## Exercise prompt
Give every line of the rows below as a JSON list of strings, one string per line, leaving out blank lines.

(Stored entries)
......

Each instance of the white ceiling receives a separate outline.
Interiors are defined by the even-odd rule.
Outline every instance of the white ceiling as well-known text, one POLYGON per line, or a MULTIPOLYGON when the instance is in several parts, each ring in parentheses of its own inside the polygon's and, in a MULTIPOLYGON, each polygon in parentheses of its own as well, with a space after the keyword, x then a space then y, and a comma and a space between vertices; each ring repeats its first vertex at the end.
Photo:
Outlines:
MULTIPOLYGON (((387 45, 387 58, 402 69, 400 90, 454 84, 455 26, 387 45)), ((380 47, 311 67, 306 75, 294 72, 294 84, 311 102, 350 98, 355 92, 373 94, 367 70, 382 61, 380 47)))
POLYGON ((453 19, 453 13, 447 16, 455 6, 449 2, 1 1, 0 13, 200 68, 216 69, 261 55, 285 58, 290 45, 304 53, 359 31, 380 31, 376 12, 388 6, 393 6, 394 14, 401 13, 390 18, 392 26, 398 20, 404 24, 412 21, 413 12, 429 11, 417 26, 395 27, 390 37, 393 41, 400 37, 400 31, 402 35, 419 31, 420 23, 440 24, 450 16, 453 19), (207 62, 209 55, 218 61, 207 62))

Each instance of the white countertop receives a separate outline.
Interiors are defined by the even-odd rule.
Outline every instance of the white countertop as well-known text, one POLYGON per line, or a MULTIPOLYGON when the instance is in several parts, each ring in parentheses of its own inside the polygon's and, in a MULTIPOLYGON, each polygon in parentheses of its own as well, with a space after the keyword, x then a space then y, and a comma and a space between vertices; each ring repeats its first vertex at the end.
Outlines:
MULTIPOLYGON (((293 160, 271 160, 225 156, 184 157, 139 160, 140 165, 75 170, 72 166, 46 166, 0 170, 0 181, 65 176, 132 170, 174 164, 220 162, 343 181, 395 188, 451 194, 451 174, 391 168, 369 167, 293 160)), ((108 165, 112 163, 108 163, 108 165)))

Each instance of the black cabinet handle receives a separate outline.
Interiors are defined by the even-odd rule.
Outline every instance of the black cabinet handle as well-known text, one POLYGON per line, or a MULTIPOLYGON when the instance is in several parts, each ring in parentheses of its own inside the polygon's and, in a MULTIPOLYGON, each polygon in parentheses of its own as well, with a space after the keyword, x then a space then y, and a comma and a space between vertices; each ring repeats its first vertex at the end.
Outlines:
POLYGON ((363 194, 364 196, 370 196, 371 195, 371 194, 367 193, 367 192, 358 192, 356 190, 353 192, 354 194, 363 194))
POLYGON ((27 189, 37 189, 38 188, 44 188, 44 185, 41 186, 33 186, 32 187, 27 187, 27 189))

......

## Expected answer
[
  "Each instance of the white ceiling receives a separate outline.",
  "Interiors are defined by the even-odd rule.",
  "Outline every instance of the white ceiling as well-known text, one POLYGON per line, or a MULTIPOLYGON when the instance is in several parts, each ring in parentheses of its own inside the polygon's and, in a MULTIPOLYGON, each polygon in parentheses of its own as well, with a space after the keyword, x then a space then y, and a comma and a space between vertices; each ring repeats its first vertex at the end.",
  "Photo:",
  "Outlines:",
  "MULTIPOLYGON (((387 45, 387 58, 402 69, 400 90, 454 84, 455 26, 387 45)), ((380 47, 311 67, 306 75, 294 72, 294 84, 311 102, 350 98, 355 92, 373 94, 367 70, 382 61, 380 47)))",
  "POLYGON ((453 19, 453 13, 447 16, 455 6, 449 2, 1 1, 0 13, 200 68, 216 69, 261 55, 285 58, 290 45, 304 53, 359 31, 380 31, 376 12, 388 6, 393 6, 394 14, 401 13, 390 18, 392 26, 398 20, 404 24, 412 21, 413 12, 429 11, 417 26, 395 27, 390 37, 393 41, 400 37, 400 31, 402 35, 419 31, 420 23, 440 24, 450 16, 453 19), (207 62, 209 55, 218 61, 207 62))",
  "Each instance of the white countertop receives a separate outline.",
  "Interiors are defined by the even-odd rule.",
  "Outline every instance of the white countertop as well-known text, one POLYGON per line, or a MULTIPOLYGON when the instance is in several parts, each ring in parentheses of its own inside the polygon's and, in a MULTIPOLYGON, each polygon in parentheses of its own as well, with a space after the keyword, x then a space then y, and a comma and a space between vertices; each ring repeats its first vertex at the end.",
  "Outlines:",
  "MULTIPOLYGON (((293 160, 271 160, 225 156, 184 157, 139 160, 140 165, 75 170, 72 166, 46 166, 0 170, 0 181, 65 176, 132 170, 174 164, 220 162, 343 181, 395 188, 451 194, 451 174, 391 168, 369 167, 293 160)), ((108 165, 112 163, 108 163, 108 165)))",
  "Each instance of the black cabinet handle receives a separate outline.",
  "Interiors are defined by the even-odd rule.",
  "Outline every instance of the black cabinet handle as well-known text, one POLYGON per line, or a MULTIPOLYGON when the instance is in several parts, each ring in parentheses of its own inside the polygon's and, in a MULTIPOLYGON, each polygon in parentheses of its own as well, with a space after the keyword, x then a space then y, and a comma and a space between vertices; each ring repeats its first vertex at the end.",
  "Outlines:",
  "POLYGON ((363 194, 364 196, 370 196, 371 195, 371 194, 367 193, 367 192, 358 192, 356 190, 353 192, 354 194, 363 194))",
  "POLYGON ((27 189, 37 189, 38 188, 44 188, 44 185, 41 186, 33 186, 32 187, 27 187, 27 189))"
]